• Set exercise: Format every line of the rows below as a numbered list, leaving out the blank lines.
[BEGIN]
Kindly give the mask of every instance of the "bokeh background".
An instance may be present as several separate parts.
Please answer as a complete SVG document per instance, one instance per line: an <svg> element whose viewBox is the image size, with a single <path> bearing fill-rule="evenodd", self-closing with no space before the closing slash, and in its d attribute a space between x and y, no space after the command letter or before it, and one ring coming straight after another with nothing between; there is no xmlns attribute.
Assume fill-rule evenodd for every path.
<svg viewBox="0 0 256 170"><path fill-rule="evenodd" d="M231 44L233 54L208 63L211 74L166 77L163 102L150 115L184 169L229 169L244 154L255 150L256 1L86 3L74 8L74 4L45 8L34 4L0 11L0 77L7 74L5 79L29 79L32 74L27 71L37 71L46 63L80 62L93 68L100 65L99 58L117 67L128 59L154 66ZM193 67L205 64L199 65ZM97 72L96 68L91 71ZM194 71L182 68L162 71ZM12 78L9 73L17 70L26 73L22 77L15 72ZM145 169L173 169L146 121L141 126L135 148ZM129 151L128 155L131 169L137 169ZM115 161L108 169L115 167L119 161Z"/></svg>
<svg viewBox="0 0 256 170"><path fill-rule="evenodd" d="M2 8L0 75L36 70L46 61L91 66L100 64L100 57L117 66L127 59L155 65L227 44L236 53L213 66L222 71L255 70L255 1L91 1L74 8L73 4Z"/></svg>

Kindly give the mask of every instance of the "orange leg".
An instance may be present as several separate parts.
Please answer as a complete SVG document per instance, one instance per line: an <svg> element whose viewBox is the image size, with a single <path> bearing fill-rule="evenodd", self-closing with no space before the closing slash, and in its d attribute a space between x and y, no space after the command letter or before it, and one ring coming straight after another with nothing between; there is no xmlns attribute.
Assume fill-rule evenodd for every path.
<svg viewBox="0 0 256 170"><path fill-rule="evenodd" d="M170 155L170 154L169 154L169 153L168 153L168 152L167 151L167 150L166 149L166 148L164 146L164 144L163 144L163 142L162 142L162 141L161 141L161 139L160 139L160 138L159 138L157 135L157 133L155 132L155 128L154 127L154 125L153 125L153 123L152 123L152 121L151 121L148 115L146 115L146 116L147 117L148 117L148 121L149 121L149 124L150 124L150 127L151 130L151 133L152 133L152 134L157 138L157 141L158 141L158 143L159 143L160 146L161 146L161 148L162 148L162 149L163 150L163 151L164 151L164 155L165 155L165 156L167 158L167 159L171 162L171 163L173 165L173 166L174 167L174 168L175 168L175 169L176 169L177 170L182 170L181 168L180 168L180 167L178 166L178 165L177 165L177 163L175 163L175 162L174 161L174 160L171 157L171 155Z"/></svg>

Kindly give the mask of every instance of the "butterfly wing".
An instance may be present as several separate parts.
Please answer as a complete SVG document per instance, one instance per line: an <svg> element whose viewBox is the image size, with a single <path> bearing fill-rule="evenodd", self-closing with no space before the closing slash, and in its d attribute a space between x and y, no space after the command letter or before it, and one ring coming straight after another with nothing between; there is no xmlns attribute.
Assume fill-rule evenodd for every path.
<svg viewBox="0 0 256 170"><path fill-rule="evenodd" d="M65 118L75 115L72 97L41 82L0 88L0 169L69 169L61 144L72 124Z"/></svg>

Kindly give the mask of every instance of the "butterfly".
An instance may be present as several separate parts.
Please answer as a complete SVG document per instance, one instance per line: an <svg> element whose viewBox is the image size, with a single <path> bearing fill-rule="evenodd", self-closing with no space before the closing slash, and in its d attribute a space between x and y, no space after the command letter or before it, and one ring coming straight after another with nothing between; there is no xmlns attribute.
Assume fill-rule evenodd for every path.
[END]
• Completed task:
1. Kindly give the mask of every instance of the "bokeh background".
2. An instance may be present as several separate parts.
3. Please answer as a complete SVG document per instance, one instance per line: an <svg> element whose viewBox is the image size, with a single <path> bearing fill-rule="evenodd", self-closing with no space before the closing slash, and in its d attribute a space between x and y, no space after the command letter or before it, and one ring coming straight after another with nothing between; there is no xmlns attribute.
4. Assume fill-rule evenodd for every path.
5. <svg viewBox="0 0 256 170"><path fill-rule="evenodd" d="M231 44L233 54L208 63L211 74L166 77L163 102L150 115L184 169L229 169L244 154L255 150L256 1L86 3L74 8L74 4L45 8L34 4L0 11L0 77L7 74L5 79L29 79L32 74L27 71L37 71L46 63L80 62L93 68L100 65L99 58L117 67L128 59L154 66ZM193 67L205 64L199 65ZM97 72L96 68L91 71ZM194 71L182 68L162 71ZM12 78L9 73L17 70L26 73L22 77L15 72ZM145 169L173 169L146 121L141 126L135 148ZM129 151L128 155L131 169L137 169ZM115 161L108 169L115 167L119 161Z"/></svg>
6. <svg viewBox="0 0 256 170"><path fill-rule="evenodd" d="M2 8L0 75L36 70L46 61L91 66L100 64L100 57L117 66L127 59L155 65L227 44L236 53L213 66L222 71L255 70L255 1L91 1L74 8L73 4Z"/></svg>
7. Kindly give the mask of every instance of the "orange leg".
8. An instance may be present as several separate parts.
9. Please answer as a complete SVG document per instance, one instance per line: an <svg> element whose viewBox is the image size, with a single <path> bearing fill-rule="evenodd", self-closing with no space before the closing slash, and in its d attribute a space between x and y, no space after the command letter or before it, and one ring coming straight after another with nothing between; there is no xmlns attribute.
10. Assume fill-rule evenodd for every path.
11. <svg viewBox="0 0 256 170"><path fill-rule="evenodd" d="M170 155L170 154L169 154L169 153L168 153L168 152L167 151L167 150L166 149L166 148L164 146L164 144L163 144L163 142L162 142L162 141L161 141L161 139L160 139L160 138L159 138L157 135L157 133L155 132L155 128L154 127L154 125L153 125L153 123L152 123L152 121L151 121L148 115L146 115L146 116L147 117L148 117L148 121L149 121L149 124L150 124L150 127L151 130L151 133L152 133L152 134L157 138L157 141L158 141L158 143L159 143L160 146L161 146L161 148L162 148L162 149L163 150L163 151L164 151L164 155L165 155L165 156L167 158L167 159L171 162L171 163L173 165L173 166L174 167L174 168L175 168L175 169L176 169L177 170L182 170L181 168L180 168L180 167L178 166L178 165L177 165L177 163L175 163L175 162L174 161L174 160L171 157L171 155Z"/></svg>
12. Kindly give the mask of every instance of the "butterfly wing".
13. An instance may be present as several separate parts.
14. Please answer as a complete SVG document per instance, one instance per line: an <svg> element whose viewBox is the image size, with a single <path> bearing fill-rule="evenodd", self-closing with no space before the closing slash, and in its d attribute a space between x and y, no space after the command letter or before it, and one ring coming straight after another with nothing between; there is no xmlns attribute.
15. Assume fill-rule evenodd for every path.
16. <svg viewBox="0 0 256 170"><path fill-rule="evenodd" d="M65 118L75 115L72 97L41 82L0 88L0 169L69 169L61 144L72 124Z"/></svg>
17. Kindly give the mask of every instance of the "butterfly".
18. An instance may be present as several separate parts.
19. Please answer as a complete SVG document per instance, one instance per line: an <svg> element whose viewBox is the image size, with a single <path> bearing fill-rule="evenodd", self-closing with no space before the closing slash, and in its d attribute a space between x and y, no space after the command letter or before it, and one ring coming straight after another with nothing between; there is no xmlns attribute.
20. Assume fill-rule evenodd for every path.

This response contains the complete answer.